YOUR INSTRUCTIONS> The word to find is "positive". Copy each line of the material that contains it.

PROVIDED INFORMATION>
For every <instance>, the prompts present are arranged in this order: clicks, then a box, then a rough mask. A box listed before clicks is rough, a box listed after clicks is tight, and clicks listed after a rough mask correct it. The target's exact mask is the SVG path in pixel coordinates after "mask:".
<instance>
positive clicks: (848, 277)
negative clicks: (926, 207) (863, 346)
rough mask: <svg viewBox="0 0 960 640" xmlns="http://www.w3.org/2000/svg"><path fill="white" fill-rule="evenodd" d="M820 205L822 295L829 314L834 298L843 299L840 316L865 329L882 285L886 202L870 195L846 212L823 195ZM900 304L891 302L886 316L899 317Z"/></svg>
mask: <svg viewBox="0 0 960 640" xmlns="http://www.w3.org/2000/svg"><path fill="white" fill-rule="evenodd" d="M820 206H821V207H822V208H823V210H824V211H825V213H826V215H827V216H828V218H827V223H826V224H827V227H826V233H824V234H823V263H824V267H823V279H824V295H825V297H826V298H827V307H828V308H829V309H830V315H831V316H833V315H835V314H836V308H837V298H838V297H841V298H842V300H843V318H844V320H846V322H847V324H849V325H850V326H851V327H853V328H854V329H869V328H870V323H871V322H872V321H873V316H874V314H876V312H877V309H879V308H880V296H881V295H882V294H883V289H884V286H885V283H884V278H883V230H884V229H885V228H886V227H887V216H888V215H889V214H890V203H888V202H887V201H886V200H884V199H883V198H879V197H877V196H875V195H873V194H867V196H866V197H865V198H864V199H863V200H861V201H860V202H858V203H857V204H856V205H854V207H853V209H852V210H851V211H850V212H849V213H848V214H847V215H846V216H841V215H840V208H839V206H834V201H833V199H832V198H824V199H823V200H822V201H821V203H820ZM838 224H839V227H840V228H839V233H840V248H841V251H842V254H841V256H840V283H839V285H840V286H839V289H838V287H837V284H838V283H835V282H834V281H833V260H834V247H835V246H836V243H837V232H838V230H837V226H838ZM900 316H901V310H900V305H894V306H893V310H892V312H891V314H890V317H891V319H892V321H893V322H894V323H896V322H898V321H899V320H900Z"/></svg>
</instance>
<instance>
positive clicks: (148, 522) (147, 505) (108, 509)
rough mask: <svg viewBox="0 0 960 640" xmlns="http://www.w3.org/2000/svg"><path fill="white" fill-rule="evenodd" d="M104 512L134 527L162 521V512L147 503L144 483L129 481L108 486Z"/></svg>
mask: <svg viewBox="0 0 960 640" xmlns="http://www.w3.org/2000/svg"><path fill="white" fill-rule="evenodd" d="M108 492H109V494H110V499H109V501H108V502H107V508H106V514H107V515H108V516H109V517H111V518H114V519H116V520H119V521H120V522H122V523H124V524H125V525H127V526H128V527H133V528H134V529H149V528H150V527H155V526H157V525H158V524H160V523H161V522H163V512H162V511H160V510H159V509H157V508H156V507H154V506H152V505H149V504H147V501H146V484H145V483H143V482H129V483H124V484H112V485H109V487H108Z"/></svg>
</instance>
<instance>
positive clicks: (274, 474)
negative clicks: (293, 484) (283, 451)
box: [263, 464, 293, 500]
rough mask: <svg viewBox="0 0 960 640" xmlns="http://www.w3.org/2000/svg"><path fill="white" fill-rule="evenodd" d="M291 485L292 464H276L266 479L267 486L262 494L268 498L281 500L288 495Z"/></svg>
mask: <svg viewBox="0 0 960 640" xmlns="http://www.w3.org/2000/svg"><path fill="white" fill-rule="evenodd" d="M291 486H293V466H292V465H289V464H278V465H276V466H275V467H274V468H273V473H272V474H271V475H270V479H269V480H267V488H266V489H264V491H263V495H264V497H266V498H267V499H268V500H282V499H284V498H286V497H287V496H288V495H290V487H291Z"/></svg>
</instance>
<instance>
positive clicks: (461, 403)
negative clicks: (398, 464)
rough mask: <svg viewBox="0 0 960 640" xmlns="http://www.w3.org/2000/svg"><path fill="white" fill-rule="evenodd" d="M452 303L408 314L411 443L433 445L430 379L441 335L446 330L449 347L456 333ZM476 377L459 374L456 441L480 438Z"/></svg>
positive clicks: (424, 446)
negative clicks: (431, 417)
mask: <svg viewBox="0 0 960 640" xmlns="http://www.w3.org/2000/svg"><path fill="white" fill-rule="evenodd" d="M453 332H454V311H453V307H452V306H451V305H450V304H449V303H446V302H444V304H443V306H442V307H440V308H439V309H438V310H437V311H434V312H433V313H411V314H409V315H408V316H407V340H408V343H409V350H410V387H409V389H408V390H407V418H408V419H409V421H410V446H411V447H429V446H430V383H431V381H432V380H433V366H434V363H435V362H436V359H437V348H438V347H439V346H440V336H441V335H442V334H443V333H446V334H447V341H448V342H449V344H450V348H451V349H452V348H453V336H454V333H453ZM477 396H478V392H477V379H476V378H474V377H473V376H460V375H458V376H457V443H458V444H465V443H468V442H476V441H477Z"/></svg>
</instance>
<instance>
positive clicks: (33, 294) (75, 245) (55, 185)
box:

TASK OUTPUT>
positive clicks: (848, 277)
positive clicks: (148, 522) (147, 505) (108, 509)
positive clicks: (274, 474)
positive clicks: (461, 403)
positive clicks: (424, 446)
positive clicks: (33, 294) (75, 245) (55, 185)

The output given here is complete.